■ ИСХОДНЫЙ ОТРЫВОК
● ● ●

Комментарий |

Палиндромия как творческий потенциал языка. К философии и лингвистике обратного слова.

Начало

4. Реверсия в языке и мироздании

Теперь мы можем оценить и обозначить все многообразие мира явлений,
вывернутых, как и их имена. Стол – лотс для того, кто живет
под столом, например, для ребенка, для собаки, для пьяницы,
для любого «подстольника», человека, который лежит под ним и
смотрит на него снизу. Лирическое постижение лотса выразил
поэт Николай Глазков, когда писал: «Я на мир взираю из-под
столика». Собственно, всякий невольник мировых событий, не
званый на их пир, но застигнутый врасплох и наблюдающий их
снизу, видит не стол, а лотс. Оставить записку на лотсе
значит, наклеить ее под крышку стола, в надежде, что адресат
сумеет ее обнаружить именно в этом неподходящем месте. «Лотс» –
это имя всех странностей и чуждостей, всех остранений и
очуждений, в которых может оказаться столь знакомый нам предмет
мебели. Для именования перевернутых объектов подходят
перевернутые слова. После бурной вечеринки вокруг валяются лотсы и
лутсы.

Такая перевернутость случается не только в пространстве, но и во
времени. Например, человек своим беспорядочным образом жизни
или природа своим причудливым северным нравом обращают ночь в
день, а день в ночь. Очевидно, это уже не день, а нед, и не
ночь, а чон. В любом слове скрыто противослово, смысл
которого задается самим исходным словом, точнее, совокупностью его
переопределений, инополаганий. «Тноз» – это зонт, которым
не укрываются от дождя, а втыкают в швейную машинку, как в
афоризме Лотреамона: «Это прекрасно так же, как встреча
швейной машинки и зонта на операционном столе». Вообще, вводя
противослово, мы сразу умножаем число понятий, вещей, мировых
проекций. Мир становится шире, альтернативнее, иномирнее. Все
смотрят в зеркало – а попробуем заглянуть в олакрез! Ола-ла!
– как бы не обрезаться, ведь зеркало с обратной стороны
может быть не отшлифовано.

Речь идет об универсальной палиндромии, которая потенциально
охватывает все лексические единицы языка и является анизотропной,
т.е. в обратном прочтении меняет порядок букв и создает
возможность иного смысла. Это богатая, содержательная
палиндромия, которая не ограничивается тавтологией прямого и обратного
прочтения, но творит новые слова и смыслы. Так выявляется
огромная лексическая масса «противоязыка», ждущая своего
смыслового раскрытия. Обратимый (но еще не обращенный)

● ● ●

Назовите, пожалуйста, поэта, который, согласно отрывку о палиндромии, выразил лирическое постижение лотса.

■ ФРАГМЕНТ ДАННЫХ

● ● ●

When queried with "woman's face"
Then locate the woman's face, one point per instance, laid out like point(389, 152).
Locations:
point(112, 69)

● ● ●

■ ПИСЬМЕННОЕ РЕШЕНИЕ
Николай Глазков.